Documents reveal sexual abuse at California women's prison
SAN FRANCISCO - A state prison inmate incarcerated at the Central California Women's Facility was awaiting her group therapy session on Aug. 23, 2017. She stepped backward in her cell toward the door, where Correctional Officer Israel Trevino waited with waist restraints.
As he attached the chains, he reached down with both of his hands “to grope and fondle her buttocks,” according to an internal investigation that led to Trevino's firing.
The inmate, whose name was redacted in reports, angrily asked what he was doing.
“You have a big butt,” Trevino replied.
This wasn't the only time Trevino sexually abused an inmate in his custody, according to the investigation's findings.
The former correctional officer, who was responsible for escorting inmates from their cells to their appointments and to the shower, tried to pull up a woman's shirt and put his hand down her pants on an unspecified date in 2017, investigators for the California Department of Corrections and Rehabilitation found.
That inmate said Trevino squeezed her buttocks over her clothing while escorting her and tried to get her to expose her breasts and vagina.
“Come on, show me something," he pressured her, according to the records.
Trevino was investigated after an inmate complained about the groping to her prison social worker, who reported the allegation.
Prison officials fired Trevino in 2018 for sexual misconduct. He had worked at the women's prison for over a decade and had been formally warned for making sexually harassing comments to inmates, according to records from the Office of the Inspector General for California prisons.
Attempts to reach Trevino for comment were unsuccessful.
Prison system spokeswoman Dana Simas responded in a written statement that officials moved to protect incarcerated women when the 2017 allegations surfaced.
“Trevino was barred from entering the secured perimeter of the prison to prevent further inmate contact during the pendency of the investigation,” Simas wrote.
The department fired at least six male correctional officers for sexually abusing women in their custody between 2014 and 2018, according to internal records released to KQED under a new state transparency law and court filings.
Some groped the inmates, others engaged in oral sex or intercourse. The disciplinary records, which are still incomplete, provide a first-ever glimpse into how the prison system deals with sexual exploitation by its officers.
The names of the women involved are redacted in the records, and two named witnesses did not respond to requests for interviews.
While the number of dismissals for sexual misconduct are extremely rare among the roughly 26,000 correctional officers who work at California prisons, inmate advocates say sexual abuse by staff is more rampant than the records show because few officers get reported or investigated.

• **EXTRACTED ENTRIES**
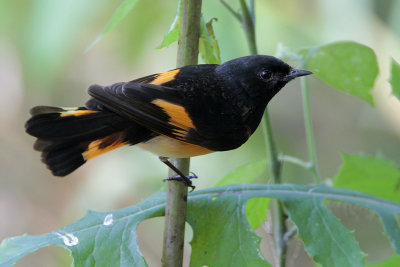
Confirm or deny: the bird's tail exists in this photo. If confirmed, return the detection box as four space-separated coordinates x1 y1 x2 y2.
25 106 147 176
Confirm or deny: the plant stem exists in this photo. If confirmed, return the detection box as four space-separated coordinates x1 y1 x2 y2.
234 0 287 267
161 0 202 267
279 155 311 170
301 77 320 184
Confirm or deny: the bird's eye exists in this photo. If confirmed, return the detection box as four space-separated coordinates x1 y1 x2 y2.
258 70 272 80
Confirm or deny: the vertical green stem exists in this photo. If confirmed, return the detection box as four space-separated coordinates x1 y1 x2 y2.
240 0 257 55
161 0 202 267
301 77 320 184
236 0 287 267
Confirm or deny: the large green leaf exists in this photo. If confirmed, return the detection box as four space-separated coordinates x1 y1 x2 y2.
301 42 379 105
366 255 400 267
86 0 138 51
334 154 400 203
390 59 400 100
187 194 270 267
0 185 400 266
285 196 365 267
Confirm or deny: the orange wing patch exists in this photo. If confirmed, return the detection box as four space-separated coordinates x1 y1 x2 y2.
151 99 196 137
82 133 128 161
60 109 99 117
150 69 180 85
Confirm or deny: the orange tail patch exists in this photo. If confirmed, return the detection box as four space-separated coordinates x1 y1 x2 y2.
60 109 99 117
82 132 129 161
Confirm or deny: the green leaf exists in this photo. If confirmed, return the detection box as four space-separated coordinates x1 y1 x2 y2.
284 196 365 267
334 154 400 203
245 197 270 230
85 0 138 52
157 6 221 64
390 58 400 100
215 159 267 186
199 16 221 64
157 0 183 49
215 160 269 230
187 194 270 267
0 194 165 266
301 42 379 105
366 255 400 267
0 184 400 266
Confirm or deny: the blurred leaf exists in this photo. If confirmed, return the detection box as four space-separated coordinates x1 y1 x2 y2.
85 0 138 52
215 160 269 229
0 184 400 266
301 42 379 105
334 154 400 203
157 0 182 49
284 196 365 267
245 197 270 230
215 159 267 186
199 16 221 64
390 58 400 100
366 255 400 267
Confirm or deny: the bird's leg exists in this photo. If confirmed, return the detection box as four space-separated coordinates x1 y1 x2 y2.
158 156 197 191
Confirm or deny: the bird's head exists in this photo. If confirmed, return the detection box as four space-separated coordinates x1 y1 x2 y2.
216 55 312 101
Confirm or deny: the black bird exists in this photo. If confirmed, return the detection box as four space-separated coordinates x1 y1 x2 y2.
25 55 311 185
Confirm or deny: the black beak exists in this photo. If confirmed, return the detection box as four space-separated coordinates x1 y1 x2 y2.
286 69 312 81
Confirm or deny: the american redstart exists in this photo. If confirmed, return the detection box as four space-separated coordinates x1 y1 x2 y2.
25 55 311 186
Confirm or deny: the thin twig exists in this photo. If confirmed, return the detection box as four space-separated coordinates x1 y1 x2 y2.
219 0 242 22
161 0 202 267
234 0 287 267
301 77 320 184
279 155 311 170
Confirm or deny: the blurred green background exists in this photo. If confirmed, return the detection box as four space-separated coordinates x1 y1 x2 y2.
0 0 400 266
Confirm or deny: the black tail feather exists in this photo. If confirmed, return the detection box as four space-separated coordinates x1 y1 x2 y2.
25 106 151 176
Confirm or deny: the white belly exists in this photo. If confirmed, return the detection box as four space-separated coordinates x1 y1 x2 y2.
137 135 214 158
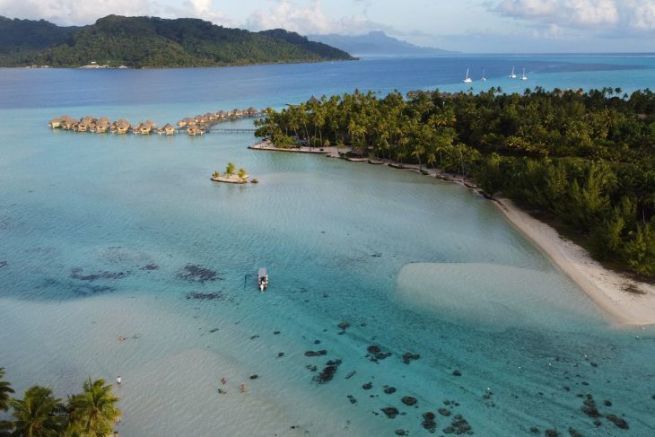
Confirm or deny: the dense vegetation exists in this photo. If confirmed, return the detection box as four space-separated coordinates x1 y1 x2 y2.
0 15 352 67
0 368 121 437
257 88 655 278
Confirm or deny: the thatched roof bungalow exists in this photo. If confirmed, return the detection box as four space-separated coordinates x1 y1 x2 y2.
177 117 192 129
159 123 176 136
111 119 132 135
186 126 205 137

• **TASK ITEM A**
In the article on sexual abuse at the California women's prison, how many male correctional officers did the department fire for sexually abusing women in their custody between 2014 and 2018?
• **TASK ITEM B**
Continue the article on sexual abuse at the California women's prison from its final paragraph.

• **REPLY A**
At least six.

• **REPLY B**
Amika Mota is trying to change that. She spent most of a nine-year prison sentence for vehicular manslaughter at the Central California Women's Facility in Chowchilla, north of Fresno in the Central Valley. She said she and other incarcerated women put up with sexual advances because they depended on correctional officers for access to clean laundry, phone calls, tampons, time out of their cells and other basic needs.
“There's not a bone in my body that ever felt attracted to any of these officers or felt like any of the words we spoke were true.” Mota said. “It was just this survival technique to play along.”
Officers can also write up inmates, which can result in extending a prison sentence.
One officer in her housing unit, who Mota declined to name, demanded that she write sexually explicit letters to him. She also described an officer who expected to see women without their clothes on.
“He would be really appreciative if during count we were in our bras,” she said.
Mota said she never reported any harassment, fearing retaliation.
She joined the San Francisco Bay Area-based Young Women's Freedom Center after she was released in 2015. She's now part of a new movement called Me Too Behind Bars, working to expose sexual abuse of people in prison and jail.
“What does it mean to feel constantly harassed, where they think it's consensual and we think it's not but we can't ever say it?” Mota said.
The state's inmate population includes nearly 5,000 women, about 4% of the 124,000 prisoners in the system.
State prison officials say they have been trying to improve conditions for female inmates in recent years, including enforcing a zero-tolerance policy for sexual misconduct.
“All sexual violence, staff sexual misconduct, and sexual harassment is strictly prohibited,” prisons spokeswoman Simas wrote in an Oct. 11 email.